» **Exercise prompt**
Reproduce the entries starting at the line containing "Report x and y for each instance of the white building" and ending at the line containing "x=258, y=410", swapping "one dot apiece" for "one point each" and leaving everything else unchanged.

####

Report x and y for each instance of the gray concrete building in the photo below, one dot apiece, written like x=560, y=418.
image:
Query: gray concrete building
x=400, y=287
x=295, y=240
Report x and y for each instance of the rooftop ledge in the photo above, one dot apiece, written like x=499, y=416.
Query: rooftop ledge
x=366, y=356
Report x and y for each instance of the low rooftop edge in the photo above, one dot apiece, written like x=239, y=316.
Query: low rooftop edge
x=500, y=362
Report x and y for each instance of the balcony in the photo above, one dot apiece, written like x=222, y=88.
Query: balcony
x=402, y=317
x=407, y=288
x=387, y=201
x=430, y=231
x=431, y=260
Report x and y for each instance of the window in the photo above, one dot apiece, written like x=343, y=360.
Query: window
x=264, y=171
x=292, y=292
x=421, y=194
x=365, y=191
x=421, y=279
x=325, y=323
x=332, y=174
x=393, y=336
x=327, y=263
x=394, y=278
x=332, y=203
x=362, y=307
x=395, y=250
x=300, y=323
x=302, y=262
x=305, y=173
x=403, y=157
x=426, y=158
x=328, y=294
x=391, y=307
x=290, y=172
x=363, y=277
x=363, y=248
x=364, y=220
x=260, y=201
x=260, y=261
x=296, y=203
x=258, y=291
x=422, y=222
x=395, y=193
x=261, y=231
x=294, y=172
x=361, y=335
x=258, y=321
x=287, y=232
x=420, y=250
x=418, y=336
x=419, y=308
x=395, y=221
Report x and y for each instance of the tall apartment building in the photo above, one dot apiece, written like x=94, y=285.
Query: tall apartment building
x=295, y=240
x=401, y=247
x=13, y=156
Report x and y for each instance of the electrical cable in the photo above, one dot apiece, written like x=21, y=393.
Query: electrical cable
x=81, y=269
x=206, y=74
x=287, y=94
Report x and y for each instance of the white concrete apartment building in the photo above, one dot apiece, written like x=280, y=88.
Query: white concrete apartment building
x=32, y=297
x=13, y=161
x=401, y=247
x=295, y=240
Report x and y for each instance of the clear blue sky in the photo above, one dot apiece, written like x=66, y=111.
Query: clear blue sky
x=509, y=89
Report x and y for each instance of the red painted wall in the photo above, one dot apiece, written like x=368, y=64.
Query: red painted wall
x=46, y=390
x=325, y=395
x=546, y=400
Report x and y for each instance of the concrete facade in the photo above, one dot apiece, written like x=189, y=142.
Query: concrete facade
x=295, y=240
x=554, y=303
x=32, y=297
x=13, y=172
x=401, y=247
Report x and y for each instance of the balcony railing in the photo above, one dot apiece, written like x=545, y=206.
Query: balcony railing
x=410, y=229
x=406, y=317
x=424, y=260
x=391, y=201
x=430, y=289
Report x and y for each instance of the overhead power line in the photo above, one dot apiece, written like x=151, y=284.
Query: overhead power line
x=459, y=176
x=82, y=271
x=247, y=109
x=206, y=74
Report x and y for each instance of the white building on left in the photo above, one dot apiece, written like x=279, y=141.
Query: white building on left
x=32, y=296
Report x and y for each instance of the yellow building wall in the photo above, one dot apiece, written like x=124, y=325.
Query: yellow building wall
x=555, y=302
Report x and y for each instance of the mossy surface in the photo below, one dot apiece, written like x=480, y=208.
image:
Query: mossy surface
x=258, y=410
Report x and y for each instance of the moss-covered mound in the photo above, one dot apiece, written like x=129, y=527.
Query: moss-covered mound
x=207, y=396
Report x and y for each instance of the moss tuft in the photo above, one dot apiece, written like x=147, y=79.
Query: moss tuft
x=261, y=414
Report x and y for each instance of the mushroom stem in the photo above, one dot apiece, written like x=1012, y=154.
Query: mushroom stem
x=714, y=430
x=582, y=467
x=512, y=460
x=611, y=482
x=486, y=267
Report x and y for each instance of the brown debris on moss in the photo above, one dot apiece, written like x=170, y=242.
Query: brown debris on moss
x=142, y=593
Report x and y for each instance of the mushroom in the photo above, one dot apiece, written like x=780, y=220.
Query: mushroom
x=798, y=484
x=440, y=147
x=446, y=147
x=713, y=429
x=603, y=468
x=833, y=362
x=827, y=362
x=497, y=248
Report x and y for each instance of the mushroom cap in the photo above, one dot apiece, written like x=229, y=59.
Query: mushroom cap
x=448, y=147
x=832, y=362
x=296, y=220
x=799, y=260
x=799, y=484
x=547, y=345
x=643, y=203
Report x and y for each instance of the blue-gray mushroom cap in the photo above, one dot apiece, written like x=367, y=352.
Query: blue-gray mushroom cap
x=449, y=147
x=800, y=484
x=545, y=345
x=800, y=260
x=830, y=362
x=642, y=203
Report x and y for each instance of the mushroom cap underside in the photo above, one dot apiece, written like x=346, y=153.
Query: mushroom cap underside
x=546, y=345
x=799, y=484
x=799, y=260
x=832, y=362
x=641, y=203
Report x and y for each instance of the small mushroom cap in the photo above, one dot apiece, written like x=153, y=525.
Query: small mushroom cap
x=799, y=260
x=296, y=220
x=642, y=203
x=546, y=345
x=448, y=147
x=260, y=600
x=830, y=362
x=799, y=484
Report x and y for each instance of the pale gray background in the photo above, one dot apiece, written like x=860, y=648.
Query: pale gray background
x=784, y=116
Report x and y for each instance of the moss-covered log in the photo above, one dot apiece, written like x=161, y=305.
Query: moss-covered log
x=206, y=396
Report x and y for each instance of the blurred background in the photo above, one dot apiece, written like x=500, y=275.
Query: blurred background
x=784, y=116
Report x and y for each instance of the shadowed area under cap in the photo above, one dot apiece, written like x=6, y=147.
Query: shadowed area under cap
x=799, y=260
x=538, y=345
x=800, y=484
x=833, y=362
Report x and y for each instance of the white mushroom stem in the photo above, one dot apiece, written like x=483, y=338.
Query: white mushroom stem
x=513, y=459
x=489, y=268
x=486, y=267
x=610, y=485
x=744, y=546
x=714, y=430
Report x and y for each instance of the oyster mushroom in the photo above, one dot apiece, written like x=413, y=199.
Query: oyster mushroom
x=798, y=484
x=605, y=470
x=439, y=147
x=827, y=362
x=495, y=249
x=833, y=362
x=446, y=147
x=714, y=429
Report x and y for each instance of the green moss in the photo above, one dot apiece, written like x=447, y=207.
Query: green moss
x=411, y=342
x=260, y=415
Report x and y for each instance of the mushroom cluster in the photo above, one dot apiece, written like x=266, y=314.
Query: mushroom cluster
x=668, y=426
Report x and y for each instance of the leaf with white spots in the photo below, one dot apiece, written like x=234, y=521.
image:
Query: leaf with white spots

####

» **Worked solution**
Report x and y for each instance of the white building on left in the photo above, one point each, written like x=279, y=141.
Query: white building on left
x=32, y=296
Report x and y for each instance of the yellow building wall in the photo above, one point each, written like x=124, y=325.
Query: yellow building wall
x=555, y=302
Report x and y for each instance of the mossy surface in the photo below, one point each, written like x=480, y=208.
image:
Query: mossy surface
x=258, y=410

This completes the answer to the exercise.